___ Auszug zum Lesen
Warum ist es dazu gekommen, wer profitiert davon?
Für Ärzte ist diese Massenhysterie um nicht existierenden Hokuspokus eine super Sache. Sie wissen (wie Menschen anderswo weltweit), dass man einfach so grundlos Kopfweh haben kann. Nur bei uns fühlen sich überraschungsarm lebende Menschen etwas bedeutender, wenn sie im Gespräch im Treppenhaus bedeutsam raunen können: „Ich spüre schon den Wetterwechsel.“ Früher haben Ärzte ihren Patienten ehrlich sagen müssen: „Nun, Sie haben Kopfweh, weiß ich doch nicht warum.“ Heute kommt der Patient schon mit einer fertigen Theorie und jeder Arzt, der bei Trost ist, wird den Teufel tun zu widersprechen.

Früher war Wetter doch auch nicht egal.
Es gab mehr Menschen in der Landwirtschaft, heute ist die Hauptbetroffenheit für Wetter beim Cabrio. Meteorologen zucken leicht mit dem Auge bei der existentiellen Frage: „Kann ich morgen offen fahren?“ 

Viele sprechen jetzt vom Märzwinter.
______
___ Eingabedaten
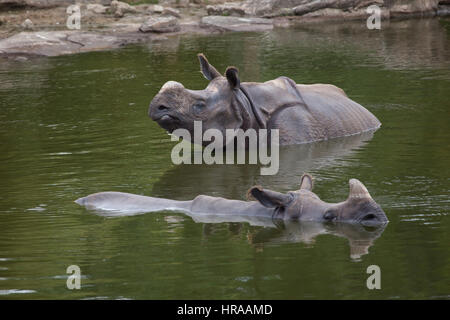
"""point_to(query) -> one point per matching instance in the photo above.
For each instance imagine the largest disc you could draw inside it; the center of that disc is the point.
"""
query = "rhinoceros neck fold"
(261, 123)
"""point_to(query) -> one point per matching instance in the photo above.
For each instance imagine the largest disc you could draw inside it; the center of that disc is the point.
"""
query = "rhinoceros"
(302, 113)
(300, 205)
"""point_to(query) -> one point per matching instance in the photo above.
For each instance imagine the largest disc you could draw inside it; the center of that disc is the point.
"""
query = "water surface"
(75, 125)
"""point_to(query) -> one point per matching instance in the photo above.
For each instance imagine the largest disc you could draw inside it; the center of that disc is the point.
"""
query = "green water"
(75, 125)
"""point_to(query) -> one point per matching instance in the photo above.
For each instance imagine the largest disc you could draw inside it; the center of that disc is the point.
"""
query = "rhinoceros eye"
(198, 107)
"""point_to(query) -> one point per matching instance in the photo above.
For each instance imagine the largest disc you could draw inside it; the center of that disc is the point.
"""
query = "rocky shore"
______
Zu erledigende Aufgaben
1. Wo liegt laut dem Text über Wetterfühligkeit heute die Hauptbetroffenheit für Wetter?
2. Nimm den Text über Wetterfühligkeit nach seinem letzten Satz wieder auf und schreibe ihn weiter.

Schriftliche Antworten
1. Beim Cabrio.

2.
Ja, das kann man so machen. Wenn es im April schneit, wird es Aprilwinter sein. Und wenn es im November mal tierisch warm wird, wird man womöglich Novembersommer oder eben –  historisch belegt – Martinisommer sagen. Das hat keinen wissenschaftlichen Hintergrund, aber ist mir alles lieber als die „Russenpeitsche“ der Klick-Flagellanten.

Nicht mal die Landwirte haben Grund zur Panik?
Was soll denn kaputt gehen? Es ist ja noch gar nichts auf dem Boden drauf. Es ist alles vollkommen entspannt. Außer die furchtbar erschütterten Bürger, die in ihrer Anspruchshaltung neuerdings erwarten, dass jetzt Mitte März gefälligst 20 Grad zu herrschen haben. Das wäre vom Durchschnitt aber mindestens genauso weit entfernt, wie das, was wir jetzt gerade haben. Der Unterschied ist nur, 20 Grad im März würden alle Leute nicht weiter erwähnenswert finden. Man sollte aber schon wissen, in welcher Klimazone wir uns in etwa befinden. Für die Landwirtschaft ist es besser als Wärme jetzt und Kälte später.

Haben wir bezüglich des Wetters ein zu gutes Kurzzeit-, aber ein zu schlechtes Langzeitgedächtnis?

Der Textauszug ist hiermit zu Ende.